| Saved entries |

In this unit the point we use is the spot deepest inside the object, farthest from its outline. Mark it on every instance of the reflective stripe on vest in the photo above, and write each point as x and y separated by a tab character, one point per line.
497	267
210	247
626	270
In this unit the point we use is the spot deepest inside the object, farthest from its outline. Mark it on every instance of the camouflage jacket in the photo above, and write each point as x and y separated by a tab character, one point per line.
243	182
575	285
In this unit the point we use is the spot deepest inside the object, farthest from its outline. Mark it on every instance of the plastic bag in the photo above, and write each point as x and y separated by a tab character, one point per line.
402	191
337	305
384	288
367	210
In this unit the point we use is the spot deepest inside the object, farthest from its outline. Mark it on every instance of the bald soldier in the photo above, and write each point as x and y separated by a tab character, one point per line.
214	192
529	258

| TASK DETAILS |
Only the lines from the one that holds "of the bald" through the end of the records should appear in the answer, each restated exactly.

| REPLY TO THE EXERCISE |
In this unit the point we use is the spot deepest inside the object, farthest from its outline. Mark it on every instance of the bald soldier in the photo above, and write each point as x and y separated by a tab character, one point per line.
214	192
529	258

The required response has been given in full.